书面任务 A:
根据这份关于二叉树最大深度的文档，最坏情况出现在什么时候？

文档:
==*==

复杂度 time: O(n) space: O(n) -> depth of stack. worst case is when tree is a linkedlist

[hengistchan]

代码

 const maxDepth = function (root) {
    let queue = [], res = 0;
    if (root == null) return res;

    queue.push(root)

    while (queue.length) {
      let tmp = queue.length
      while (tmp--) {
        const sf = queue.shift()
        if (sf.left) {
          queue.push(sf.left)
        }
        if (sf.right) {
          queue.push(sf.right)
        }
      }
      res++
    }
    return res
  };

[cicihou]

# Definition for a binary tree node.
# class TreeNode:
#     def __init__(self, val=0, left=None, right=None):
#         self.val = val
#         self.left = left
#         self.right = right
class Solution:
    def maxDepth(self, root: TreeNode) -> int:
        if not root:
            return 0
        return 1 + max(self.maxDepth(root.left), self.maxDepth(root.right))

==*==

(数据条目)
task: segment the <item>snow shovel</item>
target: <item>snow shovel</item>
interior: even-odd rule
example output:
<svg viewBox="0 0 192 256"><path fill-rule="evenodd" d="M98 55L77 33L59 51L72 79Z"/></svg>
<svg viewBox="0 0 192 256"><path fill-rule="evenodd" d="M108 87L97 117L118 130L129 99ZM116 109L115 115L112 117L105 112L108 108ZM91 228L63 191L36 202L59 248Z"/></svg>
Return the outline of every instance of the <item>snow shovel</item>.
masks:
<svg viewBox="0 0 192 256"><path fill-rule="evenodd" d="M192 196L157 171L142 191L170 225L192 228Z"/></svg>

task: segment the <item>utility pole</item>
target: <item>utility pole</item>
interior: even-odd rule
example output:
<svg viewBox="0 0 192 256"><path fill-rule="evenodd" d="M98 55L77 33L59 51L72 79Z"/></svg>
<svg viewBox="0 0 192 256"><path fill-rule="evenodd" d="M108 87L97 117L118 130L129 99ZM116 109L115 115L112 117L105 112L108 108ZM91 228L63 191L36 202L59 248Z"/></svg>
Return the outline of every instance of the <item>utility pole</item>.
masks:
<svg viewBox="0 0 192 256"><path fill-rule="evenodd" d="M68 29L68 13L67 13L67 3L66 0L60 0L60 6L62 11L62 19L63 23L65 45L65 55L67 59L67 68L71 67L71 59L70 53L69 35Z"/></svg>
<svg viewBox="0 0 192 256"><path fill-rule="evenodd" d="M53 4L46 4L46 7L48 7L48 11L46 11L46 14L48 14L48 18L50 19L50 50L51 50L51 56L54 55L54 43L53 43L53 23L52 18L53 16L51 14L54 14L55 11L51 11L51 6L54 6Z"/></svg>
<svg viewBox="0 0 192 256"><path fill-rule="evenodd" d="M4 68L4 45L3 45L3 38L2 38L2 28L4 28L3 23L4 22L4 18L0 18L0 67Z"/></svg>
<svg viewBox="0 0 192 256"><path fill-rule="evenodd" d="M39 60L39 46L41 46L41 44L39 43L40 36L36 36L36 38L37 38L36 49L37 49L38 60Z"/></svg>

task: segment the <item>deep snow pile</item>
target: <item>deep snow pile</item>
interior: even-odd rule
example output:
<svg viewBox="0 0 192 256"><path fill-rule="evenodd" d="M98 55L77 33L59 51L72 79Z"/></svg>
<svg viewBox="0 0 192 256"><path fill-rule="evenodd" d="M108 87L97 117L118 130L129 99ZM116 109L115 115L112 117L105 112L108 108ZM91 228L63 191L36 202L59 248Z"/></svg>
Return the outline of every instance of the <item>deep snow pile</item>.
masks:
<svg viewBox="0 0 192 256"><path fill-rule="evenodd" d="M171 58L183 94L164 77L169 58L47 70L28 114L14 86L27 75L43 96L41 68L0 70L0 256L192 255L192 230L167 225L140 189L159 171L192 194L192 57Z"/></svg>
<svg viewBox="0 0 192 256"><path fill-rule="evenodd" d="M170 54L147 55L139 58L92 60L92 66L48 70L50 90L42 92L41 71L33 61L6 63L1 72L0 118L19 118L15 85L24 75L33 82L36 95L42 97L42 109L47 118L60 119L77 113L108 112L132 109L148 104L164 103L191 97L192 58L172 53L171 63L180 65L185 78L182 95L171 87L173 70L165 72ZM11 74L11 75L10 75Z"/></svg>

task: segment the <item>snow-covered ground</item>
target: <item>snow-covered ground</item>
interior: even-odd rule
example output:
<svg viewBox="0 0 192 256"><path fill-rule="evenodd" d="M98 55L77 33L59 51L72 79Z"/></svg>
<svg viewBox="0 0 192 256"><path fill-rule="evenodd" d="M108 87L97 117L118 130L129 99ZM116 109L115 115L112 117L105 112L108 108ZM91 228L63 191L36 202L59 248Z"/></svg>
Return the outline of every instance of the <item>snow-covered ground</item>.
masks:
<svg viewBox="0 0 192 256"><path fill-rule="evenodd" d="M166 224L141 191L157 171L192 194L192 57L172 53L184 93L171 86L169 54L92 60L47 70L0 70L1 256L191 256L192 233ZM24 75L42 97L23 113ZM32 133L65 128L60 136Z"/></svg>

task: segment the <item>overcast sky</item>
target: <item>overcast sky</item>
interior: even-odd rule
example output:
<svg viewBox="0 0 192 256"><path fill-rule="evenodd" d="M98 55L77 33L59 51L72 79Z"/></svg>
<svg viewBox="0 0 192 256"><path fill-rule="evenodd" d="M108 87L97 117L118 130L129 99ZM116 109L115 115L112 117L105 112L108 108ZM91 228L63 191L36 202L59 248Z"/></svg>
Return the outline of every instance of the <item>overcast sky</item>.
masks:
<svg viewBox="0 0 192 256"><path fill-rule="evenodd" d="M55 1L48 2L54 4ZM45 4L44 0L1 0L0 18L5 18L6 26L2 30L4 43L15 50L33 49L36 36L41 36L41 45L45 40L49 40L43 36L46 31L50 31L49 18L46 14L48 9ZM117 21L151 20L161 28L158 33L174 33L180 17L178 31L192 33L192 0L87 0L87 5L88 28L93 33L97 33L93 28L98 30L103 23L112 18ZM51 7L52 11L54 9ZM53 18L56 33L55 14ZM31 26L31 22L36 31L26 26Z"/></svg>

==*==

书面任务 B:
请照原样重抄上方数据行中的一段：从含有“task: segment the <item>snow-covered”的那一行开始，抄到含有“224L141 191L157 171L192”的那一行为止，首尾两行都要包括。

答案 A:
树是一个链表的时候。

答案 B:
task: segment the <item>snow-covered ground</item>
target: <item>snow-covered ground</item>
interior: even-odd rule
example output:
<svg viewBox="0 0 192 256"><path fill-rule="evenodd" d="M98 55L77 33L59 51L72 79Z"/></svg>
<svg viewBox="0 0 192 256"><path fill-rule="evenodd" d="M108 87L97 117L118 130L129 99ZM116 109L115 115L112 117L105 112L108 108ZM91 228L63 191L36 202L59 248Z"/></svg>
Return the outline of every instance of the <item>snow-covered ground</item>.
masks:
<svg viewBox="0 0 192 256"><path fill-rule="evenodd" d="M166 224L141 191L157 171L192 194L192 57L172 53L184 93L171 86L169 54L92 60L47 70L0 70L1 256L191 256L192 233ZM24 75L42 97L23 113ZM32 133L65 128L60 136Z"/></svg>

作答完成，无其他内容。